Pan/Tilt Laser Project

a.k.a. The Doodlator




Contact with any questions/comments.


I wanted to build a pan/tilt platform suitable for use with a small security camera, but before trying to attach a camaera to it, I decided to put a laser on it for fun.

The platform is moved with hobby servos, and the entire mechanism consists of a simple bracket on which the servos are mounted, with the base servo currently being secured (lightly) in a bench vice. The laser pointer has been modified by cutting off the battery compartment. It is now powered by the MCU's batteries, and is controlled with a transistor which is switched on/off with a pin on the MCU. It is mounted to a servo horn with a couple of zip ties. The on/off switch is mashed against the servo horn to keep it in the "on" position so that simply applying power to it via the transistor now turns it on.


I tried using long-exposure photography to capture the motion of the laser pointer to see how accurately the pan/tilt machanism could be controlled. It turns out that it's not super accurate (but obviously plenty good enough for security camera duty). The laser was pointed at a piece of black fabric at a distance of about 3 feet.

Some images from the initial experiments:

Yipes! That is some shaky laser action. For perspective, the images are about two feet across. This is nowhere near as smooth as I'd hoped, and the positional repeatability leaves plenty to be desired as well. There are several possible reasons for this:

1. Hobby servos just aren't precision instruments. Some jitter and slop is inevitable at this price point.
2. My pan/tilt mount isn't exactly a heavy, solid chunk of fine machine work. It is just a thin scrap of aluminum screwed onto some servos, and a servo control horn is a relatively floppy plastic arrangement to begin with. It would be far better to make a solid base with proper bearings for the points of rotation, and then attach servos (or some other actuators) to impart motion to the base. The servos are just too flimsy to be used as actual structural components of the base.

**Questions**
1. Copy the pan/tilt laser write-up from "1. Hobby servos" to "of the base.", putting "steel" in place of "aluminum".
2. According to the pan/tilt laser write-up, what holds the laser pointer to the servo horn?

**Material provided**
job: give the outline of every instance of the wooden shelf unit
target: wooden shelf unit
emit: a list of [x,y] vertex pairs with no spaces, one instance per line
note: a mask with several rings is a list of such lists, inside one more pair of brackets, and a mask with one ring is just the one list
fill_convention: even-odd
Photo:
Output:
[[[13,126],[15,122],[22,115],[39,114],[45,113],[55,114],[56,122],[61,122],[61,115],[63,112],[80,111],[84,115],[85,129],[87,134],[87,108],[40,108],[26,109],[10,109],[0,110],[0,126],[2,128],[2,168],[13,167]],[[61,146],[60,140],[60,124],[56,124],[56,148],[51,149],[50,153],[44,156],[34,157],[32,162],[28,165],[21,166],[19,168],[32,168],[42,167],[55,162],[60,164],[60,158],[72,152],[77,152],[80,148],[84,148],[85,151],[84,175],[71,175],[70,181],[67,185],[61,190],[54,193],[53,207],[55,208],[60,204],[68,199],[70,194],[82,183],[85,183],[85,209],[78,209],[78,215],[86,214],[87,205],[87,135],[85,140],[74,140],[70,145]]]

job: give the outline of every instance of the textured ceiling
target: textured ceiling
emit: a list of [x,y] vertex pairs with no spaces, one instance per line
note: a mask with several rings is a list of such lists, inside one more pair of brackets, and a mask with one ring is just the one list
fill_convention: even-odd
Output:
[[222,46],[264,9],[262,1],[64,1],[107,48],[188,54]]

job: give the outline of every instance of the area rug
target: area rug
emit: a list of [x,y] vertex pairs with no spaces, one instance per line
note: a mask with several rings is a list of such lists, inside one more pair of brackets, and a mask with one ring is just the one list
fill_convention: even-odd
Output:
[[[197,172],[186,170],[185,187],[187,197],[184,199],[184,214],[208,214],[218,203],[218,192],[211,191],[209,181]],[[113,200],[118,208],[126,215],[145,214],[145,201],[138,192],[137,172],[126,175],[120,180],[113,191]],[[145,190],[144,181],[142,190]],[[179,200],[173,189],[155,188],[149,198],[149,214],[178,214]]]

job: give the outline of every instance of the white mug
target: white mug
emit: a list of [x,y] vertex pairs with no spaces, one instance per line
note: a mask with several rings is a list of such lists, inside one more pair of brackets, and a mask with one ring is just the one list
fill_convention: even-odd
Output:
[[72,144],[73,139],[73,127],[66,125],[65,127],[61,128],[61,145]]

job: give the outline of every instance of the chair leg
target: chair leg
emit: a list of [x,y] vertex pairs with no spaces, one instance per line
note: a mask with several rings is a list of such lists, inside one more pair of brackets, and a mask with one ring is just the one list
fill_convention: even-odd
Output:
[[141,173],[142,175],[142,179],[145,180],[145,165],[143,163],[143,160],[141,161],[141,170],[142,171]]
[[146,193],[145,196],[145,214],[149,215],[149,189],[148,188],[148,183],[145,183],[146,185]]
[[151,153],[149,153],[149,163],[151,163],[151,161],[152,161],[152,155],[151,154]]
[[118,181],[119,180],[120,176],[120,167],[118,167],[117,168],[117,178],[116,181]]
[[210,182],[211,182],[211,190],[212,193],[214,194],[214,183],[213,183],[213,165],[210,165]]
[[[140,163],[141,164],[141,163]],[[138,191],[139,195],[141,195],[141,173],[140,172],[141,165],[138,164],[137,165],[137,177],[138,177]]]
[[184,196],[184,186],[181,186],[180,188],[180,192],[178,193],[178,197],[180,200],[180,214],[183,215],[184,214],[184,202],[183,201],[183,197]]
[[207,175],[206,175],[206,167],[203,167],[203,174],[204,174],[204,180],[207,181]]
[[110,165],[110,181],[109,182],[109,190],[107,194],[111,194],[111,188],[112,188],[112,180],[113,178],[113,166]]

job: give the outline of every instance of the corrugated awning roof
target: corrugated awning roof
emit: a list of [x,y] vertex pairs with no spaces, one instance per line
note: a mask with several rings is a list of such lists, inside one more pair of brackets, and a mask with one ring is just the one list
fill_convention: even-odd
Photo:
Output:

**Outputs by task**
1.
1. Hobby servos just aren't precision instruments. Some jitter and slop is inevitable at this price point.
2. My pan/tilt mount isn't exactly a heavy, solid chunk of fine machine work. It is just a thin scrap of steel screwed onto some servos, and a servo control horn is a relatively floppy plastic arrangement to begin with. It would be far better to make a solid base with proper bearings for the points of rotation, and then attach servos (or some other actuators) to impart motion to the base. The servos are just too flimsy to be used as actual structural components of the base.

2. A couple of zip ties.